**Document passage:**
──────────────────────────────
Just outside of Las Cruces, New Mexico, there are several mountain ranges and canyons worth exploring. During my recent road trip to the area, I explored more of the region and was delighted. I'm not sure how I came across this one but the Leasburg Slot Canyon was a fantastic find and a great short hike. I decided to extend the hike and get to the summit of Robledo Mountain though most will be satisfied with the hike alone.
Slot canyons are a particularly unique and wonderful rock formation seen in the American Southwest. Utah, New Mexico and Arizona are practically littered with these canyons known for being narrow, twisted and mysterious. Thankfully for those living in Southern New Mexico and West Texas, you don't have to travel far to experience one.
Getting to the Leasburg Slot Canyon Trailhead
In spite of its increasing noteriety, the Leasburg slot canyon is not well marked and the roads getting there are confusing. My suggestion is to plug this point into your mapping app on your phone and accept the directions.
Here's a few things to know about the drive-
- Coming from the South (El Paso and Las Cruces), I took the exit for NM-320 approximately 3.5 miles North of the I-25/Highway 70 interchange
- I took NM-320 to NM-185. From that intersection, I drove 5.4 miles North to Hope Road.
- Hope road is a good, gravel road and I took it for 0.7 miles to an intersection with an unnamed dirt road that was also a levee for the Rio Grande.
- I drove on the levee for 0.4 miles, passing the trailhead and took a hard left turn, nearly a U-turn and parked beneath a large tree.
- There were a few cars parked at the trailhead but no signs or information. I almost thought it was private or restricted but I ran into locals who reassured me that it was public.
A few things to know...
The Leasburg Slot Canyon (sometimes referred online as the Las Cruces Slot Canyon) is partially a hike, partially a bushwhack and involves crossing the Rio Grande. Here's a few things to know before going
- Although the Rio Grande is heavily diverted in this part of New Mexico, rain and seasons may make the crossing impossible. Check with local sources before going.
- The ideal time of year is late fall through early winter; spring can make the river impossible to cross depending on snowmelt. Summer is typically too hot
- There are no signs or markers on the trip
- Its helpful to have a pre-loaded GPS route before going
- There's a particularly nasty walk through underbrush on the way to the slot canyon after crossing the river. Bring sturdy boots and long, tough pants!
Here's a map which I hope is helpful. Note that this map also includes my overland route to Mt Robledo after the slot canyon terminated. I marked the beginning and end of the Las Cruces slot canyon hike:
Leasburg Slot Canyon Approach
From the parking area, drop a waypoint on your GPS for the crossing of the Rio Grande. I also noticed the tree I parked under was the tallest in the area and was a great reference when returning. Find your way across the Rio Grande; in February, it was ankle deep but muddy.
──────────────────────────────
**Data shown:**
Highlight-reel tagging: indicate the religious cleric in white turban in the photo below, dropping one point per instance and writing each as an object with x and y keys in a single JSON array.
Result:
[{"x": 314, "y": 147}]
──────────────────────────────
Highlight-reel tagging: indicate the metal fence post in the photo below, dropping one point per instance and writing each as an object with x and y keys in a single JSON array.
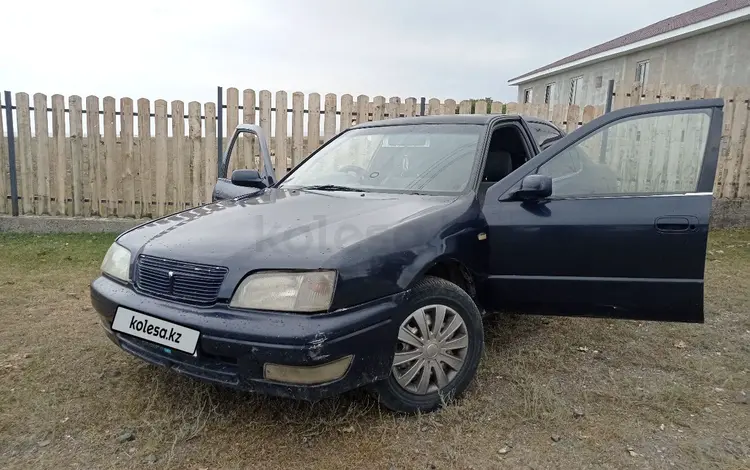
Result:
──────────────────────────────
**Problems:**
(A) According to the Leasburg Slot Canyon post, what is the ideal time of year for the hike?
(B) Name every road or highway that the Leasburg Slot Canyon post identifies by name.
(C) Copy the passage of the Leasburg Slot Canyon post that starts at "- Hope road" and ends at "sources before going.".
Answer using only the Leasburg Slot Canyon post.

**Answers for this exercise:**
(A) Late fall through early winter.

(B) I-25, Highway 70, NM-320, NM-185, Hope Road

(C)
- Hope road is a good, gravel road and I took it for 0.7 miles to an intersection with an unnamed dirt road that was also a levee for the Rio Grande.
- I drove on the levee for 0.4 miles, passing the trailhead and took a hard left turn, nearly a U-turn and parked beneath a large tree.
- There were a few cars parked at the trailhead but no signs or information. I almost thought it was private or restricted but I ran into locals who reassured me that it was public.
A few things to know...
The Leasburg Slot Canyon (sometimes referred online as the Las Cruces Slot Canyon) is partially a hike, partially a bushwhack and involves crossing the Rio Grande. Here's a few things to know before going
- Although the Rio Grande is heavily diverted in this part of New Mexico, rain and seasons may make the crossing impossible. Check with local sources before going.